■ Task brief ■
Find and return every line of the data that contains the word "after".

***** The data *****

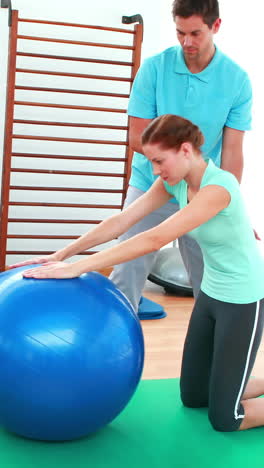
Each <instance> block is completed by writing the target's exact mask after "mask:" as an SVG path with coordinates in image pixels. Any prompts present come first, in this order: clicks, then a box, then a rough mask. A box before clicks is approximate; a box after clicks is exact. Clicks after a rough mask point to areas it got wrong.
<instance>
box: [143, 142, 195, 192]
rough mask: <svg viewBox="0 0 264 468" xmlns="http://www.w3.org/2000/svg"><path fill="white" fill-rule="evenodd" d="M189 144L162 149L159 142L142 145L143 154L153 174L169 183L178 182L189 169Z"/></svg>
mask: <svg viewBox="0 0 264 468" xmlns="http://www.w3.org/2000/svg"><path fill="white" fill-rule="evenodd" d="M190 146H191V145H190V144H189V143H183V144H182V145H181V147H180V149H179V150H178V151H177V150H175V149H162V148H161V147H160V145H159V144H149V143H147V144H146V145H144V146H143V151H144V155H145V156H146V157H147V158H148V160H149V161H150V162H151V163H152V170H153V174H154V175H157V176H160V177H161V178H162V180H164V181H166V182H167V183H168V184H169V185H175V184H178V183H179V182H180V181H181V180H182V179H184V178H185V177H186V176H187V174H188V172H189V170H190V162H191V160H190V153H189V150H190Z"/></svg>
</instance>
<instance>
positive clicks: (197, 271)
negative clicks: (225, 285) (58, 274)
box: [110, 186, 203, 311]
mask: <svg viewBox="0 0 264 468" xmlns="http://www.w3.org/2000/svg"><path fill="white" fill-rule="evenodd" d="M143 194H144V192H143V191H142V190H139V189H137V188H135V187H131V186H129V188H128V191H127V197H126V200H125V204H124V208H126V207H127V206H128V205H130V204H131V203H133V201H135V200H136V199H137V198H139V197H140V196H141V195H143ZM178 210H179V205H178V204H176V203H171V202H169V203H166V205H164V206H162V207H161V208H159V209H158V210H156V211H154V212H153V213H151V214H149V215H148V216H146V217H145V218H144V219H142V220H141V221H139V222H138V223H137V224H135V225H134V226H132V228H131V229H129V231H127V232H126V233H125V234H123V235H122V236H120V237H119V242H122V241H124V240H126V239H129V238H130V237H133V236H135V235H136V234H139V233H140V232H143V231H147V230H148V229H151V228H153V227H155V226H157V225H158V224H160V223H162V222H163V221H165V220H166V219H167V218H169V217H170V216H172V215H173V214H175V213H176V212H177V211H178ZM178 242H179V250H180V253H181V256H182V260H183V262H184V265H185V268H186V271H187V273H188V276H189V280H190V283H191V285H192V288H193V292H194V296H195V297H197V295H198V292H199V290H200V285H201V281H202V275H203V259H202V253H201V249H200V247H199V245H198V244H197V242H195V241H194V240H193V239H192V238H191V237H190V236H188V235H185V236H183V237H180V238H179V239H178ZM156 255H157V253H156V252H153V253H150V254H148V255H144V256H143V257H140V258H136V259H135V260H131V261H130V262H126V263H122V264H121V265H116V266H115V268H114V270H113V272H112V274H111V276H110V279H111V280H112V281H113V282H114V284H115V285H116V286H117V287H118V288H119V289H120V290H121V291H122V292H123V293H124V294H125V295H126V296H127V298H128V299H129V300H130V302H131V304H132V306H133V307H134V309H135V311H137V310H138V304H139V300H140V297H141V295H142V290H143V288H144V285H145V282H146V280H147V277H148V275H149V273H150V272H151V269H152V266H153V264H154V262H155V258H156Z"/></svg>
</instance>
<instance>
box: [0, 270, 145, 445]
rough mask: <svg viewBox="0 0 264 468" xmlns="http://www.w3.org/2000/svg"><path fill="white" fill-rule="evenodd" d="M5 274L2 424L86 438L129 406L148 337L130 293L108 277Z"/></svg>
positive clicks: (49, 436) (1, 423) (17, 428)
mask: <svg viewBox="0 0 264 468" xmlns="http://www.w3.org/2000/svg"><path fill="white" fill-rule="evenodd" d="M28 268H32V266H27V267H20V268H17V269H14V270H9V271H6V272H4V273H1V274H0V424H1V425H2V426H3V427H5V428H6V429H7V430H8V431H10V432H13V433H16V434H18V435H21V436H24V437H27V438H31V439H38V440H47V441H48V440H50V441H60V440H61V441H62V440H73V439H76V438H80V437H83V436H86V435H88V434H90V433H93V432H95V431H97V430H98V429H100V428H102V427H103V426H105V425H106V424H108V423H109V422H110V421H112V420H113V419H114V418H115V417H116V416H117V415H118V414H119V413H120V412H121V411H122V410H123V408H124V407H125V406H126V405H127V403H128V402H129V400H130V399H131V397H132V395H133V394H134V392H135V390H136V387H137V385H138V382H139V380H140V377H141V373H142V368H143V361H144V341H143V334H142V329H141V326H140V322H139V320H138V318H137V316H136V314H135V313H134V311H133V309H132V306H131V305H130V303H129V301H128V300H127V299H126V298H125V296H124V295H123V294H122V293H121V292H120V291H119V290H118V289H117V288H116V287H115V286H114V284H113V283H112V282H111V281H110V280H109V279H108V278H106V277H104V276H102V275H100V274H99V273H95V272H92V273H88V274H84V275H82V276H80V277H79V278H74V279H65V280H54V279H46V280H37V279H26V278H23V276H22V272H23V270H25V269H28Z"/></svg>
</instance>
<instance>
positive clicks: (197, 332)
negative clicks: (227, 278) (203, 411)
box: [180, 291, 264, 431]
mask: <svg viewBox="0 0 264 468" xmlns="http://www.w3.org/2000/svg"><path fill="white" fill-rule="evenodd" d="M263 319H264V299H262V300H261V301H258V302H253V303H250V304H231V303H229V302H222V301H218V300H216V299H213V298H211V297H209V296H207V295H206V294H204V293H203V292H202V291H200V293H199V296H198V298H197V301H196V304H195V306H194V309H193V312H192V316H191V319H190V323H189V328H188V332H187V336H186V340H185V345H184V352H183V361H182V370H181V381H180V386H181V398H182V402H183V404H184V405H185V406H188V407H191V408H198V407H202V406H206V407H208V408H209V419H210V421H211V424H212V426H213V427H214V429H216V430H218V431H236V430H237V429H238V428H239V426H240V424H241V422H242V420H243V418H244V409H243V406H242V404H241V399H242V396H243V392H244V390H245V386H246V384H247V381H248V379H249V376H250V373H251V371H252V368H253V365H254V362H255V358H256V354H257V350H258V347H259V344H260V340H261V335H262V329H263Z"/></svg>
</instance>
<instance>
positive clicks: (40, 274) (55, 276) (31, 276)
mask: <svg viewBox="0 0 264 468" xmlns="http://www.w3.org/2000/svg"><path fill="white" fill-rule="evenodd" d="M80 274H81V272H80V271H78V269H77V267H76V265H75V264H74V263H72V264H70V263H64V262H49V263H47V264H45V265H43V266H40V267H37V268H32V269H30V270H26V271H24V272H23V276H24V277H25V278H36V279H48V278H56V279H69V278H76V277H77V276H80Z"/></svg>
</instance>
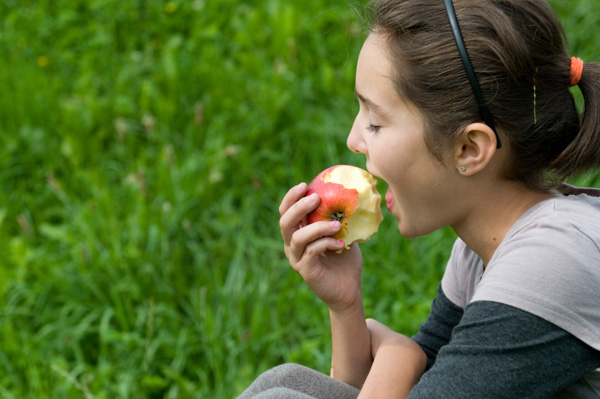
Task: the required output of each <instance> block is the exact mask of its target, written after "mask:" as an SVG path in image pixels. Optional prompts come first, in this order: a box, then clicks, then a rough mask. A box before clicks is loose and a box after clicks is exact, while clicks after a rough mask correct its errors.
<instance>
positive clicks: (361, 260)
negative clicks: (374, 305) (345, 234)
mask: <svg viewBox="0 0 600 399" xmlns="http://www.w3.org/2000/svg"><path fill="white" fill-rule="evenodd" d="M306 191H307V186H306V184H305V183H301V184H299V185H297V186H296V187H293V188H292V189H290V191H288V193H287V194H286V195H285V197H284V198H283V200H282V202H281V205H280V206H279V213H280V214H281V219H280V221H279V227H280V229H281V235H282V237H283V242H284V250H285V255H286V256H287V258H288V260H289V261H290V265H291V266H292V268H293V269H294V270H296V271H297V272H298V273H299V274H300V275H301V276H302V278H303V279H304V281H305V282H306V283H307V284H308V286H309V287H310V288H311V289H312V290H313V292H314V293H315V294H316V295H317V296H318V297H319V298H320V299H321V300H323V301H324V302H325V303H326V304H327V305H328V306H329V308H330V309H331V310H333V311H343V310H345V309H348V308H350V307H353V306H357V305H358V303H360V306H361V308H362V299H361V297H360V275H361V271H362V255H361V253H360V250H359V249H358V245H356V244H353V245H352V246H351V248H350V249H349V250H344V251H342V253H335V252H334V251H339V250H340V249H342V248H343V247H344V243H343V242H341V241H340V240H336V239H335V238H333V237H331V236H332V235H334V234H335V233H337V232H338V231H339V230H340V228H341V225H340V223H339V222H316V223H313V224H310V225H308V226H307V225H306V223H305V221H304V220H305V218H306V216H307V215H308V214H309V213H310V212H311V211H313V210H314V209H316V207H317V206H318V205H319V196H318V195H317V194H312V195H311V196H310V197H305V195H306Z"/></svg>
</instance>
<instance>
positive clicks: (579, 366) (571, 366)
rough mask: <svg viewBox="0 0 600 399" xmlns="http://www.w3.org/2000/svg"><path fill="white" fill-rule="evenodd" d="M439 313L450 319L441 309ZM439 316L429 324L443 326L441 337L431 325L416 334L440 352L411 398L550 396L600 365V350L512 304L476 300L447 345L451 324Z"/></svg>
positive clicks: (421, 342)
mask: <svg viewBox="0 0 600 399" xmlns="http://www.w3.org/2000/svg"><path fill="white" fill-rule="evenodd" d="M439 297H440V296H439V295H438V298H439ZM433 311H434V309H433V308H432V312H433ZM434 318H436V319H439V320H443V319H444V318H443V317H441V318H440V316H439V315H435V314H434ZM448 318H449V319H450V316H449V317H448ZM439 320H438V321H436V322H435V323H434V322H433V321H432V322H431V323H430V322H429V320H428V321H427V322H426V323H425V325H424V327H427V326H426V325H427V324H428V323H430V325H431V326H433V327H436V326H438V325H441V327H440V334H439V336H440V338H439V342H437V343H436V341H435V339H434V338H432V337H435V334H432V333H431V332H427V329H426V330H425V331H426V332H427V333H426V334H425V332H423V333H422V331H423V329H422V331H420V332H419V334H417V336H415V339H416V340H417V342H419V343H420V344H421V345H422V347H423V348H424V350H425V351H426V352H428V351H429V352H431V353H434V352H437V356H436V357H435V360H434V363H433V366H432V367H431V369H429V371H427V372H426V373H425V374H423V377H421V380H420V381H419V383H418V384H417V385H416V386H415V387H414V389H413V390H412V391H411V393H410V395H409V398H410V399H425V398H427V399H432V398H447V399H453V398H461V399H464V398H488V399H496V398H548V397H551V396H552V394H553V393H555V392H557V391H558V390H560V389H561V388H562V387H565V386H567V385H569V384H571V383H573V382H575V381H576V380H578V379H579V378H580V377H582V376H583V375H585V374H586V373H588V372H590V371H592V370H594V369H596V368H598V367H600V352H598V351H596V350H594V349H593V348H591V347H590V346H588V345H586V344H584V343H583V342H581V341H580V340H578V339H577V338H575V337H574V336H573V335H571V334H569V333H568V332H566V331H565V330H563V329H561V328H559V327H557V326H556V325H554V324H552V323H550V322H548V321H546V320H544V319H542V318H540V317H537V316H535V315H533V314H531V313H528V312H525V311H522V310H519V309H517V308H514V307H512V306H508V305H504V304H501V303H496V302H486V301H480V302H473V303H471V304H470V305H469V306H467V308H466V309H465V311H464V315H463V317H462V319H461V320H460V323H459V324H458V325H457V326H456V327H455V328H454V330H453V331H452V333H451V339H450V340H449V342H448V343H447V344H446V345H443V346H441V347H440V346H439V344H440V343H441V342H442V341H443V340H444V339H446V338H447V335H446V333H447V327H446V326H445V324H444V323H443V322H440V321H439ZM420 334H421V337H420V336H419V335H420ZM425 335H426V337H425ZM432 343H433V344H432ZM436 348H437V349H436ZM429 355H430V354H429V353H428V356H429Z"/></svg>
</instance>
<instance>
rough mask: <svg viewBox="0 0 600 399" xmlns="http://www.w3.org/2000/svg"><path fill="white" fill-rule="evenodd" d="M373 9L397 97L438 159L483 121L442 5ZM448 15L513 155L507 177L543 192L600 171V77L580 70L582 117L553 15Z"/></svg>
mask: <svg viewBox="0 0 600 399" xmlns="http://www.w3.org/2000/svg"><path fill="white" fill-rule="evenodd" d="M371 7H372V16H371V31H376V32H378V33H382V34H384V35H386V36H387V38H388V42H389V45H390V52H391V54H392V57H393V59H394V62H395V63H396V76H395V80H396V90H397V91H398V93H399V94H400V95H401V96H402V97H403V98H405V99H407V100H408V101H410V102H411V103H413V104H414V105H415V106H416V107H417V108H418V109H419V110H420V111H421V112H422V114H423V115H424V118H425V121H426V131H427V137H426V141H427V145H428V146H429V148H430V150H431V151H432V152H433V153H434V154H436V155H437V156H438V157H441V153H442V151H443V150H444V149H445V148H448V146H449V145H450V144H452V143H453V141H454V140H455V138H456V137H457V135H458V134H459V133H460V132H461V131H462V129H463V128H464V127H466V126H467V125H468V124H469V123H472V122H478V121H482V116H481V114H480V111H479V108H478V106H477V102H476V100H475V97H474V96H473V92H472V89H471V86H470V85H469V82H468V80H467V77H466V74H465V70H464V67H463V64H462V62H461V60H460V56H459V54H458V50H457V47H456V42H455V40H454V36H453V34H452V30H451V27H450V23H449V20H448V15H447V13H446V8H445V6H444V2H443V0H376V1H374V2H373V3H372V4H371ZM454 7H455V10H456V14H457V18H458V21H459V24H460V29H461V32H462V35H463V38H464V41H465V45H466V47H467V52H468V54H469V57H470V59H471V62H472V64H473V68H474V70H475V73H476V76H477V80H478V81H479V85H480V86H481V89H482V92H483V97H484V99H485V100H486V103H487V105H488V108H489V110H490V112H491V114H492V118H493V120H494V124H495V125H496V128H497V129H498V130H499V131H500V135H501V139H502V143H503V144H504V145H505V147H507V148H510V149H511V154H512V157H511V159H512V161H513V162H512V164H511V165H510V166H509V167H508V169H507V171H506V173H507V176H508V177H509V178H511V179H515V180H519V181H522V182H524V183H525V184H527V185H528V186H529V187H532V188H535V189H545V188H547V187H548V186H549V185H550V183H552V182H551V181H550V179H549V173H551V174H552V175H553V176H554V177H555V178H557V179H564V178H567V177H570V176H573V175H577V174H580V173H583V172H586V171H589V170H590V169H592V168H595V167H598V166H599V165H600V115H599V112H600V68H599V65H598V64H596V63H586V64H585V66H584V69H583V76H582V79H581V82H580V83H579V87H580V89H581V92H582V94H583V97H584V101H585V112H584V114H583V118H580V115H579V114H578V111H577V109H576V106H575V101H574V99H573V96H572V94H571V91H570V90H569V81H570V63H571V60H570V56H569V55H568V54H567V51H566V49H565V35H564V32H563V29H562V27H561V24H560V21H559V20H558V18H557V17H556V15H555V14H554V12H553V10H552V8H551V7H550V6H549V5H548V4H547V3H546V2H545V1H544V0H485V1H482V0H454ZM503 148H504V147H503ZM501 151H502V150H501Z"/></svg>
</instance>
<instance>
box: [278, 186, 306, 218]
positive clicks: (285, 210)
mask: <svg viewBox="0 0 600 399" xmlns="http://www.w3.org/2000/svg"><path fill="white" fill-rule="evenodd" d="M306 187H307V186H306V183H300V184H298V185H296V186H294V187H292V188H291V189H290V190H289V191H288V192H287V194H286V195H285V196H284V197H283V199H282V200H281V204H280V205H279V214H280V215H281V216H283V214H284V213H286V212H287V210H288V209H290V207H291V206H292V205H294V204H295V203H296V202H298V200H299V199H300V198H302V197H304V195H305V194H306Z"/></svg>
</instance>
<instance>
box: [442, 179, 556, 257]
mask: <svg viewBox="0 0 600 399" xmlns="http://www.w3.org/2000/svg"><path fill="white" fill-rule="evenodd" d="M554 196H555V194H552V193H544V192H538V191H533V190H531V189H528V188H526V187H524V186H523V185H522V184H520V183H517V182H512V181H504V182H500V183H497V184H496V185H495V187H494V189H493V190H482V191H480V192H478V193H476V194H475V195H474V196H473V197H472V200H471V201H469V203H470V204H471V208H470V209H469V210H467V211H466V214H465V217H463V218H462V219H461V220H460V221H459V222H457V223H455V224H453V225H452V226H451V227H452V229H453V230H454V231H455V232H456V234H457V235H458V236H459V237H460V238H461V239H462V240H463V241H464V242H465V244H467V246H468V247H469V248H471V249H472V250H473V251H474V252H475V253H476V254H477V255H479V257H480V258H481V259H482V260H483V263H484V266H487V265H488V263H489V262H490V260H491V259H492V256H493V255H494V253H495V252H496V249H497V248H498V246H499V245H500V243H501V242H502V240H503V239H504V237H505V236H506V233H508V231H509V230H510V228H511V227H512V225H513V224H514V223H515V222H516V221H517V220H518V219H519V217H521V215H523V214H524V213H525V212H526V211H527V210H528V209H530V208H531V207H532V206H534V205H536V204H538V203H540V202H542V201H544V200H546V199H549V198H552V197H554Z"/></svg>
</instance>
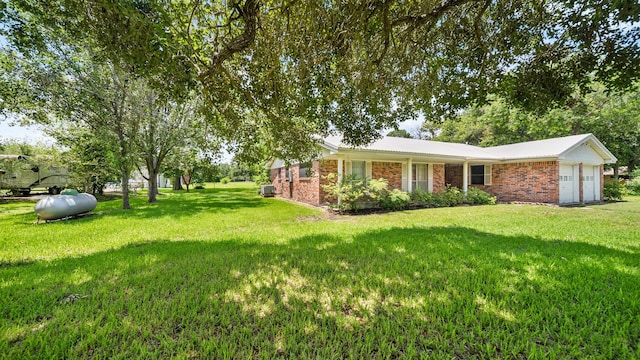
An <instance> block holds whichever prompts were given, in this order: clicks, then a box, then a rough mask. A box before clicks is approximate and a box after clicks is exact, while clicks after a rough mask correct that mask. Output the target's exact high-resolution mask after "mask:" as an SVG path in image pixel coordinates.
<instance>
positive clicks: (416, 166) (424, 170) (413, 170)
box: [411, 164, 428, 190]
mask: <svg viewBox="0 0 640 360" xmlns="http://www.w3.org/2000/svg"><path fill="white" fill-rule="evenodd" d="M427 168H428V165H427V164H413V165H412V169H411V176H412V179H411V182H412V184H411V185H412V186H411V188H412V189H414V190H417V189H418V188H420V189H422V190H427V187H428V182H427Z"/></svg>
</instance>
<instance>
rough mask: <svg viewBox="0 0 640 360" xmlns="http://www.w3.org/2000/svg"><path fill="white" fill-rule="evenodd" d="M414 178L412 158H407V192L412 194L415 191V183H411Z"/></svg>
mask: <svg viewBox="0 0 640 360" xmlns="http://www.w3.org/2000/svg"><path fill="white" fill-rule="evenodd" d="M412 180H413V162H412V160H411V158H409V160H407V192H408V193H409V194H411V192H412V191H413V185H412V184H411V183H412Z"/></svg>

*****

■ The completed task ■
Each <instance> block is completed by writing the target's exact mask after "mask:" as an SVG path with coordinates in image pixels. Any prompts present come first, in this order: clicks, then a box, then a rough mask. A box before clicks is approximate; a box after clicks is exact. Clicks after a rough mask point to areas it got wrong.
Task: the required output of each <instance> block is the exact mask of its target, written after "mask:" as an SVG path in image pixels. Optional prompts come first, in this order: a box, then clicks, then a rough mask. A box before clicks is loose and a box after clicks is exact, while clicks after a rough mask correct its errors.
An <instance> block holds whichever prompts were given, in this order: clicks, then a box, then a rough mask. A box before clicks is approximate and a box after clicks is exact, while clicks after a rough mask correct that mask. Output the target's exact high-resolution mask after "mask:" as an SVG path in image pixel coordinates.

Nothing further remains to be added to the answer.